* [Exercise instructions]
1. List every data set that the image inspection passage identifies by a reference label.
2. Write a continuation of the image inspection passage, picking up right after its final sentence.

-- START Supplied passage --

The comparative inspection of the image data read by the line camera 131 of the image inspection device 10 from the top surface of the medium M with the print data PD11 is performed by comparing the image data read by the line camera 131 with the print data PD11. As shown in the inspection data CD11 shown on the far right of Figure 3A, in which the image data read by the line camera 131 is superimposed with the print data PD11, defective areas E11 to E15, where the pixel values do not match, occur in the pixel areas corresponding to dots D11 to D15. Defective areas E11 to E15 correspond to defective pixels that the image inspection unit has determined to be defective.

Figure 3B is a diagram illustrating comparative inspection of medium M when the position of the platen 112 is shifted in the image inspection device 10. The top surface of medium M photographed by the line camera 131 of the image inspection device 10 is out of the depth of field of the line camera 131 due to the position shift of the platen 112. As shown on the far left of Figure 3B, when an image OB13 of "A" (an image formed on the object to be inspected in the printing section) is printed on the top surface of medium M, the image OB11 read by the line camera 131 from the top surface of medium M becomes blurred due to focus shift. As shown in the center of Figure 3B, in the data SD11 of the image of the top surface of medium M photographed by the line camera 131, the blurred image SI11 of "A" has a larger contour than the original image OB11.

When comparing the image data read from the top surface of the medium M by the line camera 131 of the image inspection device 10 with the print data PD11, defective areas E21, where pixel values do not match, occur along the contour of the image OB13, as shown in the inspection data CD21 shown at the far right of Figure 3B. Defective areas E21 correspond to defective pixels that the image inspection unit has determined to be defective.

From the above, if the result of the comparison test is NG (failure) due to dirt on medium M, the number of defective points E11 to E15 will be a relatively small number of pixels corresponding to the number of dots D11 to D15. Even if the result of the comparison test is NG (failure) due to a defect in image OB11 of medium M, the number of defective points will be only a number corresponding to the number of pixels with the defect, so the number of defective points will be a relatively small number of pixels.

-- END Supplied passage --
-- START Stored data --

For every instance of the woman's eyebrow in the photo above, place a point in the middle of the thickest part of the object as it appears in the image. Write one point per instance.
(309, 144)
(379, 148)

-- END Stored data --

* [Responses]
1. print data PD11, inspection data CD11, data SD11, inspection data CD21

2.
For example, whether a defective pixel is inside or outside of image OB11 can be used as a guide to distinguish whether the cause is dirt on medium M or a defect in image OB11. In other words, the comparison inspection can be performed separately as a comparison inspection of dirt on medium M and a comparison inspection of a defect in image OB11.

On the other hand, if the result of the comparison inspection is NG (defective) because the medium M is placed outside the depth of field of the line cameras 131 and 141, the defective area E21 will have a relatively large number of pixels according to the length of the contour of the image OB11.

The number of pixels in the defective area where the comparison test result is NG (failure) can be used as a guide to determine whether the cause of the comparison test result being NG (failure) is the printing device or the image inspection device 10.

For example, if the number of defective pixels is 5 or less, it may be determined that the cause of the NG (failure) result of the comparison inspection is the printing device. Also, if the number of defective pixels reaches 50, it may be determined that the cause of the NG (failure) result of the comparison inspection is the image inspection device 10.

The controller 15 of the image inspection device 10 checks whether the number of inspection NG detections (number of defective pixels) in the image inspection section is at the maximum value (step S111). The maximum number of inspection NG detections is a number determined by the system (= inspection threshold), and is the upper limit for counting the number of mismatched pixels in an inspection to determine whether pixel values of the image bitmap match at the same pixel. The maximum number of inspection NG detections can be, for example, 50 as described above. The maximum number of inspection NG detections corresponds to the inspection threshold.

If the number of inspection failures (number of defective pixels) is not the maximum value (NO in step S111), the image inspection device 10 is not considered to be the cause, and the controller 15 of the image inspection device 10 instructs the printing device to perform a cleaning operation as a recovery operation (step S113).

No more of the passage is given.